Search the material for "rough" and copy each line in which it is found.
[The data — start]
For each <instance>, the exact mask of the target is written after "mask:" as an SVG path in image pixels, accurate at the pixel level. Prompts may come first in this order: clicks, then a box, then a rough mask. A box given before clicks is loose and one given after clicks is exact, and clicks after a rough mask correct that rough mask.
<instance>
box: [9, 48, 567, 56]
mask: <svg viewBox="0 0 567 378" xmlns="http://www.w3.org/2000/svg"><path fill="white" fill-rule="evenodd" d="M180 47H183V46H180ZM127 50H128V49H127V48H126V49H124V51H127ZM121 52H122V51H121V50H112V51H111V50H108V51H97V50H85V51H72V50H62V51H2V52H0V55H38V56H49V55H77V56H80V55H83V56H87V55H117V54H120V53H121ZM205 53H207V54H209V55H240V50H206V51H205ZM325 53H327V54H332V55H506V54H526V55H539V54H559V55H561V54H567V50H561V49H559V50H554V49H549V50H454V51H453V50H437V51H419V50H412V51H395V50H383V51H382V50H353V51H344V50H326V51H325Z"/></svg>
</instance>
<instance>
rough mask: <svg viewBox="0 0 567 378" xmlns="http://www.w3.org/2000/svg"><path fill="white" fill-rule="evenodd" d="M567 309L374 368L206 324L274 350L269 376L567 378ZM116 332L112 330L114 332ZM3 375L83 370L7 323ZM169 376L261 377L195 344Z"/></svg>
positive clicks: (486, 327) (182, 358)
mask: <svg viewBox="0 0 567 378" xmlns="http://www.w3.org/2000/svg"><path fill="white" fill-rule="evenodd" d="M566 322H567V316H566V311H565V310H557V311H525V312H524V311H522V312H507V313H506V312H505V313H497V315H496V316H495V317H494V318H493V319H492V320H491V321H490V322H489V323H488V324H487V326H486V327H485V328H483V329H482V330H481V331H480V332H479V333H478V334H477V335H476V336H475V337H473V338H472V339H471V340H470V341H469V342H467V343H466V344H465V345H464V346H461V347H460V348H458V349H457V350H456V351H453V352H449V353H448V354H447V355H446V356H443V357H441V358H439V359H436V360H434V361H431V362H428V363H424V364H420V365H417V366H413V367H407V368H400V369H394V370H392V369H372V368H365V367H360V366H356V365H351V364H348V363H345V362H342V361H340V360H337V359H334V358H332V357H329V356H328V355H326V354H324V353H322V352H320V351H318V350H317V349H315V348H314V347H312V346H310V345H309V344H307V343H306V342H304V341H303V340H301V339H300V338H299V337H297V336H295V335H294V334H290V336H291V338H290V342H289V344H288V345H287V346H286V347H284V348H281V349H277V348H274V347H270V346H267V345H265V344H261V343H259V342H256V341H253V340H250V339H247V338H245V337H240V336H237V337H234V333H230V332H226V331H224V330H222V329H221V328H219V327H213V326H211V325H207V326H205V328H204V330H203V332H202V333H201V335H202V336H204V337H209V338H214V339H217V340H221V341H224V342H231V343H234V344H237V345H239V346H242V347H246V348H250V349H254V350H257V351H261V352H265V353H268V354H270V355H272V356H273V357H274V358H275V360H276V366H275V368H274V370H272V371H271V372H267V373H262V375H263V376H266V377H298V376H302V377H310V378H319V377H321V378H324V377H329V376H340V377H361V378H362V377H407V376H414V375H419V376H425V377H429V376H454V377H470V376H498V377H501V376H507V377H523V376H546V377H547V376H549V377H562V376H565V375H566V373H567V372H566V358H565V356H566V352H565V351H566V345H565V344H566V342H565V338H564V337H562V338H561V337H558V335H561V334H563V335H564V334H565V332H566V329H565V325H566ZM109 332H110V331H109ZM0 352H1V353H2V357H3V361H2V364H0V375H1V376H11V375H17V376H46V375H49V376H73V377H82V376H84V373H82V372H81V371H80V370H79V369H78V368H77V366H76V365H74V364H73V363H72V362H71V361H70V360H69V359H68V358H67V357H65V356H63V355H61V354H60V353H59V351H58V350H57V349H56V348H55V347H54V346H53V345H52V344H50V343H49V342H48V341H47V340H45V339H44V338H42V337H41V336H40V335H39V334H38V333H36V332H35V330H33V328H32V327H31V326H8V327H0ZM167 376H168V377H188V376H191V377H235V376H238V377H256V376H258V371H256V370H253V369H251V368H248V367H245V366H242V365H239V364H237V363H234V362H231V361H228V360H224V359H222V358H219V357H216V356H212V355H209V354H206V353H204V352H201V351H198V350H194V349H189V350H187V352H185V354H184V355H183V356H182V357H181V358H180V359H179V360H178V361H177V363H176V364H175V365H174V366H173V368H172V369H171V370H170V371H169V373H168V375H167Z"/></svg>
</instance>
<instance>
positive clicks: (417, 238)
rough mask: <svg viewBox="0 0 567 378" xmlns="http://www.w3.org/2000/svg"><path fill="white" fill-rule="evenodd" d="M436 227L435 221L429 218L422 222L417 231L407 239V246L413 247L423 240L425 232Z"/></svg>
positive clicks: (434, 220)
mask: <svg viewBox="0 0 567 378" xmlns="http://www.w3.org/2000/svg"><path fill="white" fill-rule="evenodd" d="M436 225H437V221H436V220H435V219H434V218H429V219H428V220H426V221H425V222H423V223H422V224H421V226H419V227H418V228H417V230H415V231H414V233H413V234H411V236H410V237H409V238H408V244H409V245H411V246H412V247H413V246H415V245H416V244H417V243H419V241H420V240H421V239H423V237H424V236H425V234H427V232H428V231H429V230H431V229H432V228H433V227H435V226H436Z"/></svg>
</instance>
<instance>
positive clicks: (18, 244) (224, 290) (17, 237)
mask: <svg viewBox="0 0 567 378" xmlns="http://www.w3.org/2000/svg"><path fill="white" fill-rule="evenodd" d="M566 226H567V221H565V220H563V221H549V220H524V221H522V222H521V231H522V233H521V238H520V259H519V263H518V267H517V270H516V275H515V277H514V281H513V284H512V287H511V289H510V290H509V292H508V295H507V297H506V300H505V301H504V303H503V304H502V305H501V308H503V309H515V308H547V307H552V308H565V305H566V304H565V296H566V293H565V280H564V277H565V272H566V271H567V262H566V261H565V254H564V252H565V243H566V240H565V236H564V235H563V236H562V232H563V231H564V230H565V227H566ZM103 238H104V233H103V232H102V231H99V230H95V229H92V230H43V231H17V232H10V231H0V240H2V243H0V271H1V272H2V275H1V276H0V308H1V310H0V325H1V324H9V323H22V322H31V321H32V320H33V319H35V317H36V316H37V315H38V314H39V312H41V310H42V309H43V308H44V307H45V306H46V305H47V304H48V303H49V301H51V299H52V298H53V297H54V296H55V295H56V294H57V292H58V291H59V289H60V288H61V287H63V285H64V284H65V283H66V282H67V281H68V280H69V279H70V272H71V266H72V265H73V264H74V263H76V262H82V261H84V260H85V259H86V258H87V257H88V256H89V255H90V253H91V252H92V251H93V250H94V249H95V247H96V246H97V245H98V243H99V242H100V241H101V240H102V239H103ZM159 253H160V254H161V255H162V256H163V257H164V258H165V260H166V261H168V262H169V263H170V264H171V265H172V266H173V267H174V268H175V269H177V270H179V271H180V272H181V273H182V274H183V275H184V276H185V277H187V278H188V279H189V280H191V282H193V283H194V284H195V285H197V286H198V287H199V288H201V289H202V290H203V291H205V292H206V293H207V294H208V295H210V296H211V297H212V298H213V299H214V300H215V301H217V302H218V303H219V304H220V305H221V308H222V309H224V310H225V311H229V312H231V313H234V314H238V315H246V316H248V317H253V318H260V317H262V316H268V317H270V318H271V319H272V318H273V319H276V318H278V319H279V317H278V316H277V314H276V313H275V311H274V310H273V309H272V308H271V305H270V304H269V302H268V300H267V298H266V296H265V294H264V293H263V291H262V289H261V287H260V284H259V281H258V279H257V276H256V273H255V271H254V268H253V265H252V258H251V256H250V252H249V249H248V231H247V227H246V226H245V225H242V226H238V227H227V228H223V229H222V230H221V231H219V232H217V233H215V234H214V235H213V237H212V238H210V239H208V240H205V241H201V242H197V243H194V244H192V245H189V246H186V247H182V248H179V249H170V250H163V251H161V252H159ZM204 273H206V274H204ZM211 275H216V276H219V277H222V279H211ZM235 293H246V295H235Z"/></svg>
[The data — finish]
> **Written reply**:
For each <instance>, the exact mask of the target is written after "mask:" as an SVG path in image pixels, accurate at the pixel level. Prompts may come first in this order: clicks, then a box, then a rough mask. A box given before clicks is loose and one given after clicks is exact, and clicks after a rough mask correct that rough mask.
rough mask: <svg viewBox="0 0 567 378" xmlns="http://www.w3.org/2000/svg"><path fill="white" fill-rule="evenodd" d="M567 309L374 368L206 324L274 350L269 376L567 378ZM116 332L112 330L114 332ZM3 375L83 370L7 323ZM169 376L261 377L195 344Z"/></svg>
rough mask: <svg viewBox="0 0 567 378" xmlns="http://www.w3.org/2000/svg"><path fill="white" fill-rule="evenodd" d="M436 227L435 221L429 218L422 222L417 231L407 239V246L413 247L423 240L425 232Z"/></svg>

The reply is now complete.